▸ **Exercise description**
Reproduce precisely the lines of the listing below, starting with the line that contains "Expected: for each instance of the grey" and stopping after the line that contains "Expected: for each instance of the man with"; include nothing else.

========================================

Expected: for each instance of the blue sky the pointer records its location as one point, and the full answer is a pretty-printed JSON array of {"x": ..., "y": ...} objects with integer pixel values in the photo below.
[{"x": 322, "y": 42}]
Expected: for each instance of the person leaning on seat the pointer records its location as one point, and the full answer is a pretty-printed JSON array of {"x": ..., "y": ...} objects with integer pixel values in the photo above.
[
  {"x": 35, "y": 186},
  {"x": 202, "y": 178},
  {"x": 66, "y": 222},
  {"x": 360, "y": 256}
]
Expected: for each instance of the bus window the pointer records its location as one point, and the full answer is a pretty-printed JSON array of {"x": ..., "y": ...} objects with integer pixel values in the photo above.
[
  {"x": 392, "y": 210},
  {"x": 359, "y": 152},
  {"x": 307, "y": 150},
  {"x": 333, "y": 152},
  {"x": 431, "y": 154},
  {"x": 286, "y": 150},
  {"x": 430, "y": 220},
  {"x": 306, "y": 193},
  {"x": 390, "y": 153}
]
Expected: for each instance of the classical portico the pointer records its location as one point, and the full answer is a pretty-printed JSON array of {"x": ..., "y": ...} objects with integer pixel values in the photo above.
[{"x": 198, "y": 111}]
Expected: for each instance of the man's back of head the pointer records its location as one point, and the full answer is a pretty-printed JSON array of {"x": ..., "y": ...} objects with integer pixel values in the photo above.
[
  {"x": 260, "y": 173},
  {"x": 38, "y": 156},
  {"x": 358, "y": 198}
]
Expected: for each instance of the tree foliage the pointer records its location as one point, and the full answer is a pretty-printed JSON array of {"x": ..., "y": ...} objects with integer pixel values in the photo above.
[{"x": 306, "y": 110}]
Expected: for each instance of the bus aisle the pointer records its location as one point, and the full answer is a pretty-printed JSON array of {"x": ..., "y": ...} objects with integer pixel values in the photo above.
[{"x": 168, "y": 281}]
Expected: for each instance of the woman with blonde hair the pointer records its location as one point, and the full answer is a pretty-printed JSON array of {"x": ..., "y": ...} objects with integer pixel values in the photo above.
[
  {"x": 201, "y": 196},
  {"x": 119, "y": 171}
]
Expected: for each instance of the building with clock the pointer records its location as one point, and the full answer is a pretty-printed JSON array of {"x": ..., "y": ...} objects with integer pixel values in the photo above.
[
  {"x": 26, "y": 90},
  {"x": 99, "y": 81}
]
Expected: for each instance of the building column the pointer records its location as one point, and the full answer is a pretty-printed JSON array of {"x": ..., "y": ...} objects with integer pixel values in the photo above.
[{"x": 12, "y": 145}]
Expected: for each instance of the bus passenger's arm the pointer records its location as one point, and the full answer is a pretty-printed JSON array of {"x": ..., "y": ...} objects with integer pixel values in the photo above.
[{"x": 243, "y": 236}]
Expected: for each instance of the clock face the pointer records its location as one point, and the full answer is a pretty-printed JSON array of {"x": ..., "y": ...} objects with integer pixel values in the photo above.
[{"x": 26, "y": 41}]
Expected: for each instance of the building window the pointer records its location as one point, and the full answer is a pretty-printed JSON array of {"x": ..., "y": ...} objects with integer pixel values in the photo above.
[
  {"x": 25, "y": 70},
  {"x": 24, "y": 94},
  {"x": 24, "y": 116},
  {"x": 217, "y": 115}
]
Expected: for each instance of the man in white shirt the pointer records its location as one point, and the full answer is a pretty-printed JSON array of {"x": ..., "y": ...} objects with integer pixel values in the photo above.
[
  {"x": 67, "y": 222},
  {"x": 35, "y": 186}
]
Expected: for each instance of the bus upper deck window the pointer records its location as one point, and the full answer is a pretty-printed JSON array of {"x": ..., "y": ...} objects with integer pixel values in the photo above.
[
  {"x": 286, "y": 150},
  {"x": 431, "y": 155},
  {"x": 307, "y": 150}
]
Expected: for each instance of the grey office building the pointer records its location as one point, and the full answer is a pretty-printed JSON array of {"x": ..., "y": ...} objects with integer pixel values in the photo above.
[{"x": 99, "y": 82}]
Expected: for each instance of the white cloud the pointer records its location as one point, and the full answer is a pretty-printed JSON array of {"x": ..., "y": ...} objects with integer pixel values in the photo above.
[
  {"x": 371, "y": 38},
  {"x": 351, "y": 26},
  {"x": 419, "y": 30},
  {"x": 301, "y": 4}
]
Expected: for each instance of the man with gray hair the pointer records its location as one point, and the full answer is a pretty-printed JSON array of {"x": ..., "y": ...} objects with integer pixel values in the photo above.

========================================

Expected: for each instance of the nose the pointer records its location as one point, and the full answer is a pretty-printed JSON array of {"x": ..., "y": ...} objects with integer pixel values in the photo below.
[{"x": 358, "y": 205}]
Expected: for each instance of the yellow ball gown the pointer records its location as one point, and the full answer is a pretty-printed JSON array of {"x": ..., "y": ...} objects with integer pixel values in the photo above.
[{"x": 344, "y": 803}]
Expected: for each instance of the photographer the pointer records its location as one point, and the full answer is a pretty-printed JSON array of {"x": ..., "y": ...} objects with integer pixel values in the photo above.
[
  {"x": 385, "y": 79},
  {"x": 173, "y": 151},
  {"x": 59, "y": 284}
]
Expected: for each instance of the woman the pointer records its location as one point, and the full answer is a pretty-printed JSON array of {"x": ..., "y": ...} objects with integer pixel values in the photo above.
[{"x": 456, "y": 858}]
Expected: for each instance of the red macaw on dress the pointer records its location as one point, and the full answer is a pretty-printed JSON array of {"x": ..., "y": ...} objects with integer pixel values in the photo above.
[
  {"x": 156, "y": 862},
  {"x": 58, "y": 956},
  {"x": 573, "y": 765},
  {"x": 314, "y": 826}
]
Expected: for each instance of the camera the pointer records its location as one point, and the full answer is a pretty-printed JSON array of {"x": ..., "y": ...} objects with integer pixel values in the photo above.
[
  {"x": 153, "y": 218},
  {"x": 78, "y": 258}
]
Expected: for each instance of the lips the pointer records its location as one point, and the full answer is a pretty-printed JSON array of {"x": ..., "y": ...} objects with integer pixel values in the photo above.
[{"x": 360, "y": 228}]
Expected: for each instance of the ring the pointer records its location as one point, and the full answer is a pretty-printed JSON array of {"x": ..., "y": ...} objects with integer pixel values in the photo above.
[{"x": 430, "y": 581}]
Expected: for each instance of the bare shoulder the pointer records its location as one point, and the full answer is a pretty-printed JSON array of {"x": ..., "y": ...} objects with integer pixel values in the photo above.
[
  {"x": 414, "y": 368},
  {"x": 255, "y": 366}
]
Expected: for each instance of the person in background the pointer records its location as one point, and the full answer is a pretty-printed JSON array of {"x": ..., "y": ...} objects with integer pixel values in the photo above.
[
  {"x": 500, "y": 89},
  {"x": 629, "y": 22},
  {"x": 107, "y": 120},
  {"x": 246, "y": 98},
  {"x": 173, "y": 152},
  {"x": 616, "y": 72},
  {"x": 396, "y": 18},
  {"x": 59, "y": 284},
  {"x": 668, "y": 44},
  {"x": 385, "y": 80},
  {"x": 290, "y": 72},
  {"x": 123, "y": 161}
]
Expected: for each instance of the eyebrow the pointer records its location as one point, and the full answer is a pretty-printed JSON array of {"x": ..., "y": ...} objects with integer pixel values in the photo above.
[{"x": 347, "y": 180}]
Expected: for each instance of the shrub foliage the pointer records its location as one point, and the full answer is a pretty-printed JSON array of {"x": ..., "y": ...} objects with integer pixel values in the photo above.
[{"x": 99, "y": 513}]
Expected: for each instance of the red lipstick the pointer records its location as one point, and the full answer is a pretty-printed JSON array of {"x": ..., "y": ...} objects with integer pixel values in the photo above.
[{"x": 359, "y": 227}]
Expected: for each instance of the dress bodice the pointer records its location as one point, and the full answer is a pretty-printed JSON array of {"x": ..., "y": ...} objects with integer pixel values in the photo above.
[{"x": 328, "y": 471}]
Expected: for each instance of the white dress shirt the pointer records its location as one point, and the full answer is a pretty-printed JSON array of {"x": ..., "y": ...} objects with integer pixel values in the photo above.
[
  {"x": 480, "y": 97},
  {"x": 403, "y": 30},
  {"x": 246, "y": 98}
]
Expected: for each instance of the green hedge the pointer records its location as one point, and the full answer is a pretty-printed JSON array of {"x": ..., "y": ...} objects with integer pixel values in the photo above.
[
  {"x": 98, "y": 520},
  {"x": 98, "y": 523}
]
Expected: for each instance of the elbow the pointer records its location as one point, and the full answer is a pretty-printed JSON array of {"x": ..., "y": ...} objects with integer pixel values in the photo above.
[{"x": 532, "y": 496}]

========================================

▸ **Written solution**
Expected: for each instance of the grey office building the pointer records its location as one point, and the full answer is a pretty-printed JSON array of {"x": ..., "y": ...} objects with integer pixel values in the photo above.
[{"x": 99, "y": 82}]
Expected: for each instance of the white cloud the pointer records its location as one point, and the full answer is a pretty-printed JSON array of {"x": ..., "y": ...} objects with integer pixel values in the photo above.
[
  {"x": 371, "y": 38},
  {"x": 351, "y": 26},
  {"x": 419, "y": 30},
  {"x": 301, "y": 4}
]
Expected: for each instance of the man with gray hair the pointer records its location as one point, and the full answer is a pretty-printed JSON array of {"x": ..., "y": ...} objects with integer pixel values in the photo above.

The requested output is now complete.